== Текст

Лев Аннинский
Плывя с Конецким
Очерк
— Конецкий плывет…
— Чего он тут делает?
— Мозги в Арктике проветривает.
— Делать ему больше нечего. Навер
ное, мозоли на заднице отсидел…
В. Конецкий
Носит же нелегкая!
В. Конецкий
Мне странно и неприятно видеть из каюты корму, я привык видеть нос.
В. Конецкий
Последний из трех эпиграфов как-то успокаивает, возвращает нас к привычно романтическому взгляду на вещи, но второй и особенно первый — явно нуждаются в комментарии. Ситуация не без пикантности: автор десятков книг и сценариев, писатель, можно сказать, с мировой известностью, — лично стоя на капитанском мостике, ведет корабль. По Северному Морскому пути. И хотя смотрит он, как и полагается капитану, вперед, с романтикой тут сложно. Название у корабля непоэтичное: «Колымалес»; льды вокруг загажены отбросами, а из радиотелефона доносятся реплики, мною выше воспроизведенные. Вернее, воспроизведенные прежде всего самим Конецким. Тут интересен сам факт такой записи о себе. К характеру Конецкого и к тональности его прозы этот факт имеет не просто прямое, но, я бы сказал, принципиально важное отношение. Поэтому есть смысл повнимательнее вчитаться в это место, и особо — в мелодию мотивировок:
«…Мои впечатления отравляла немного литературная известность. Психологически я не люблю обращать на себя общественное внимание. А без этого в коммунальной квартире, то есть на Арктической трассе СМП, мне уже не обойтись. Все здесь друг про друга знают. В инкогнито не сыграешь. Из радиотелефона доносится: „На „Колымалесе“ Конецкий плывет…“ — далее цитируется радиоперекличка, которая завершается так: „Конецкий застрял!“ „Конецкий пилотку надел!“ — под некоторым колпаком я тут сижу, стеклянным. Никуда не денешься… факт, что с этой фамилией делается работать в море труднее. И все-таки свой я здесь, и потому хорошо мне здесь, несмотря на все тягости…»

====

◆ Список заданий
a – Ответьте по очерку о Конецком:
(i) Что Конецкому странно и неприятно видеть из каюты?
(ii) Как называется корабль, который ведёт Конецкий?
(iii) С чем Конецкий сравнивает Арктическую трассу СМП?
b – Выпишите из очерка о Конецком отрывок от «Лев Аннинский» до «привык видеть нос.» включительно.
c – Продолжите очерк о Конецком, начав сразу после его последней фразы.
Приведённые далее данные здесь не используются.

== Исходные данные

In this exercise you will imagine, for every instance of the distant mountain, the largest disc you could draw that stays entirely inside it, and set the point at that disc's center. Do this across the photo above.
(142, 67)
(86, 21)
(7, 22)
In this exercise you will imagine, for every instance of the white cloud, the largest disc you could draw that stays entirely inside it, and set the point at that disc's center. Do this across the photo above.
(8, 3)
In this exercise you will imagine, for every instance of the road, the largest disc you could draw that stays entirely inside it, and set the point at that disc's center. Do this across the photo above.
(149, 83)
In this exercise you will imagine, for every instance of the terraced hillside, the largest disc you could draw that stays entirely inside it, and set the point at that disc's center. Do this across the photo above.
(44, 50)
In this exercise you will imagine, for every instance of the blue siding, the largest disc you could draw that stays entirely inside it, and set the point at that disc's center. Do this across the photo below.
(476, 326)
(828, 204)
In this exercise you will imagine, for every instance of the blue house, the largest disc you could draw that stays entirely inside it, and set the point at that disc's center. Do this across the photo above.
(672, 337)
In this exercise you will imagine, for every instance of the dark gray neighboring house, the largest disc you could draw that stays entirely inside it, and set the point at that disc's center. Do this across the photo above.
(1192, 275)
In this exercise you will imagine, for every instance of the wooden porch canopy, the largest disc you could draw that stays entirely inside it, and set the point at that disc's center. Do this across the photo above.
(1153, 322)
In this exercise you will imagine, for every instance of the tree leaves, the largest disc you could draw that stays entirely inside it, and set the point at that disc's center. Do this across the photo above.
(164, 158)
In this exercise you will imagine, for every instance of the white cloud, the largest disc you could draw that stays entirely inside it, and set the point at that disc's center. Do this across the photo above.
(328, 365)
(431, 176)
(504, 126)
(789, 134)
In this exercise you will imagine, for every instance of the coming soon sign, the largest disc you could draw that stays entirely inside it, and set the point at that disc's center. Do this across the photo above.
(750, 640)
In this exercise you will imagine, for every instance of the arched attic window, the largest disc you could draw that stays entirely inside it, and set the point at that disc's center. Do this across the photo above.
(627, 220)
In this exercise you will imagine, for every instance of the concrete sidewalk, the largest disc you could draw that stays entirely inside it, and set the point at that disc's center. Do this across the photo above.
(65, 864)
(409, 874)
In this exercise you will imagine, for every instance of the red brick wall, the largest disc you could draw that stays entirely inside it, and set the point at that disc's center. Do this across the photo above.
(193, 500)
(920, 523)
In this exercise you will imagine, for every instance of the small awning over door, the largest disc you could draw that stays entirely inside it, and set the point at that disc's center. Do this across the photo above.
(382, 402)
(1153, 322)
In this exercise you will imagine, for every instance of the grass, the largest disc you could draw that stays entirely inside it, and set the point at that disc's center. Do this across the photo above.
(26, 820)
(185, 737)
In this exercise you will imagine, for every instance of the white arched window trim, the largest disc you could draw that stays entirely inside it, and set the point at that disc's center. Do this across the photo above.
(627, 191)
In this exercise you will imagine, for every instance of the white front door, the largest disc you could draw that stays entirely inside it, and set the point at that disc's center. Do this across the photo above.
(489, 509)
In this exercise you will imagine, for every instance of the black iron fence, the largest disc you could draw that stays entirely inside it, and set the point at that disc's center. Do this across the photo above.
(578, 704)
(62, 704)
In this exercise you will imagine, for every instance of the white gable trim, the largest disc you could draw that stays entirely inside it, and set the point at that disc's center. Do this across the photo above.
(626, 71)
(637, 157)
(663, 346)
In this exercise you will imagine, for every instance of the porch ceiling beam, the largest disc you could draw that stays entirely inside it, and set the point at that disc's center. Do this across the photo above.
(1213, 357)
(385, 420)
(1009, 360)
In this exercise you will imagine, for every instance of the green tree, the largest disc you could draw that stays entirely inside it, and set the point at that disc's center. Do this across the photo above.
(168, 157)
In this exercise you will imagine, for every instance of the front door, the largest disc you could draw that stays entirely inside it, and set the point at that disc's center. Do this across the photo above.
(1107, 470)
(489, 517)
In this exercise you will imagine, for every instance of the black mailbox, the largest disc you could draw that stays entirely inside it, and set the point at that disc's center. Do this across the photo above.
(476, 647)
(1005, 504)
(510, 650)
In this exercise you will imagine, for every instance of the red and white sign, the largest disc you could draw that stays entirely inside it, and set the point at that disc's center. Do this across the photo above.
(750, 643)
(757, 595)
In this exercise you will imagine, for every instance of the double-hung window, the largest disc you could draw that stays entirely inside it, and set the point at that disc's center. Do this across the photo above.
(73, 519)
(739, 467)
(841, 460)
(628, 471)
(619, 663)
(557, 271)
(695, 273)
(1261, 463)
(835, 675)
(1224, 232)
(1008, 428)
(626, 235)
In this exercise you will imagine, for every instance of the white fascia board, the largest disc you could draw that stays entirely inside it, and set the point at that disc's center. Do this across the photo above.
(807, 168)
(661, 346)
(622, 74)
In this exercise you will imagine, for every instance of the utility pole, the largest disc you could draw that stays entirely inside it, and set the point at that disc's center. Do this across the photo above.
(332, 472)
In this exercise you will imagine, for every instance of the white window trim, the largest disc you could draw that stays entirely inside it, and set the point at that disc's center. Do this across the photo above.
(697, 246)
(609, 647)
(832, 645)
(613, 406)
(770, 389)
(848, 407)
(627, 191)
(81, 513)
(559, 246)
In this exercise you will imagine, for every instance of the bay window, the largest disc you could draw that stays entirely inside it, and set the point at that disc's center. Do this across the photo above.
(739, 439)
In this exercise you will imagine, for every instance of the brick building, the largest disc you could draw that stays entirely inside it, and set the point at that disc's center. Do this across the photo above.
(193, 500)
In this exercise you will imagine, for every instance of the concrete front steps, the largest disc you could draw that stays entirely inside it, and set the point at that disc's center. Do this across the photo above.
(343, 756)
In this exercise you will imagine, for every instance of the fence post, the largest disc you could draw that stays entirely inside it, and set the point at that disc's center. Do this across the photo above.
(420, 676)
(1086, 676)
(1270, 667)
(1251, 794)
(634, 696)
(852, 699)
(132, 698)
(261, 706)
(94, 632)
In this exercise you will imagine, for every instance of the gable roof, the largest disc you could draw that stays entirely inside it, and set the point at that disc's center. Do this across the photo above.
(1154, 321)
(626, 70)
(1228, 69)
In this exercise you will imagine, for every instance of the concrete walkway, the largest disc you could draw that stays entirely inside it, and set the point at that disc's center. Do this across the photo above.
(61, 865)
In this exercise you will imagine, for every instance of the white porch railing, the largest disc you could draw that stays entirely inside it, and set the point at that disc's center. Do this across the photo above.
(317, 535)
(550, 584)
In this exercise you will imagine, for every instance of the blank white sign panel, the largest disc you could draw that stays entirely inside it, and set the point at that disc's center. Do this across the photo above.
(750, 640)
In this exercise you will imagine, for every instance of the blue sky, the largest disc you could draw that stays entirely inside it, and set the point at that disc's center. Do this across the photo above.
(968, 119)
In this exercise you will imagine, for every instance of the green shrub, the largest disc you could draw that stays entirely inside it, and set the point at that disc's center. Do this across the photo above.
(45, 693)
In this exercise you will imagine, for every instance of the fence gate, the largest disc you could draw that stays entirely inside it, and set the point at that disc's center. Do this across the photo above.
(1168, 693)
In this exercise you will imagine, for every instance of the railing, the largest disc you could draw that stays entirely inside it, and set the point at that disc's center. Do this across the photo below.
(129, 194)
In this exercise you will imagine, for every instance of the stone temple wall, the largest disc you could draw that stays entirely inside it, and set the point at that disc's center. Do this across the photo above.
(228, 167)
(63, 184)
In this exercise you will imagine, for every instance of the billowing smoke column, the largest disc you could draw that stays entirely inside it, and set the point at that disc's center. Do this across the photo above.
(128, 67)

====

◆ Ответы по заданиям
a –
(i) Корму.
(ii) «Колымалес».
(iii) С коммунальной квартирой.

b –
Лев Аннинский
Плывя с Конецким
Очерк
— Конецкий плывет…
— Чего он тут делает?
— Мозги в Арктике проветривает.
— Делать ему больше нечего. Навер
ное, мозоли на заднице отсидел…
В. Конецкий
Носит же нелегкая!
В. Конецкий
Мне странно и неприятно видеть из каюты корму, я привык видеть нос.

c –
Свой я здесь, — заметим эту мысль. А пока — об интонации. Никакой ведь саморекламы! Парадокс: другой автор выглядел бы в этих репликах, как в павлиньих перьях; да другой автор и не преминул бы извлечь из ситуации ореол скромного величия, и неловкости бы не заметил, — Конецкий же прет вроде бы напролом, как ни в чем не бывало, он знать ничего не хочет, и он прав — не потому, что ему «наплевать» на собственную известность (отнюдь не наплевать), а потому, что есть особый секрет в его интонации. Слова как бы играют встречным смыслом: смотрят «на нос», но оглядываются и «на корму». Поэтому Конецкий спокойно цитирует реплику своего читателя: «Всю, Викторыч, твою вульгарную книжку прочел — вот, значит, глупость так глупость!» и слова докторши в ответ на вопрос, чего ее понесло на флот: «Конецкого начиталась». Цитируется без всяких объяснений, с полной видимой невозмутимостью. Невозмутимость эту переоценивать не следует: болит у Конецкого сильно, кожа, как и полагается, с души содрана. Но есть, повторяю, некий контрапункт внутренней музыки в его прозе, который позволяет ему играть именно в невозмутимость.
Дело в том, что слова у Конецкого ежемгновенно остерегаются смыслового «оверкиля». И потому его не боятся: готовы. И облик Виктора Некрасова, «сниженный» у Конецкого до того, что читатели были шокированы, — снижен по той же причине: человек «затерт» жизнью, и это надо сказать о нем сразу: прямо и жестко. И когда Юрий Казаков (переписка с которым составляет один из ярчайших эпизодов в прозе Конецкого) называет своего друга лопухом, прохиндеем и сивым мерином, а себя гением, то это не просто игра в псевдоподдавки, свойственная обычно писателям, стесняющимся своих амбиций, это ведь еще и вера, что каждое слово писателя, попадая в сферу псевдосмыслов, будет «затерто» жизнью: истолковано как бы несколько вспять и наоборот. С учетом этой обратной перспективы, то есть «кося глаз на корму», и говорится самое сокровенное, самое заветное.
Так что же это, прикрытие абсурдом? Да. И поэтому так важна у Конецкого «банальность» обстоятельств, «сеть помех», «сор документальности» — веер летящих ледовых брызг, жалящих, жгущих, ослепляющих, сквозь которые уже и ощущаешь все другое: жесткость перил, твердость палубы, надежность курса и прочие константы жизни: константы над подвижной хлябью, ибо Конецкий «морской писатель».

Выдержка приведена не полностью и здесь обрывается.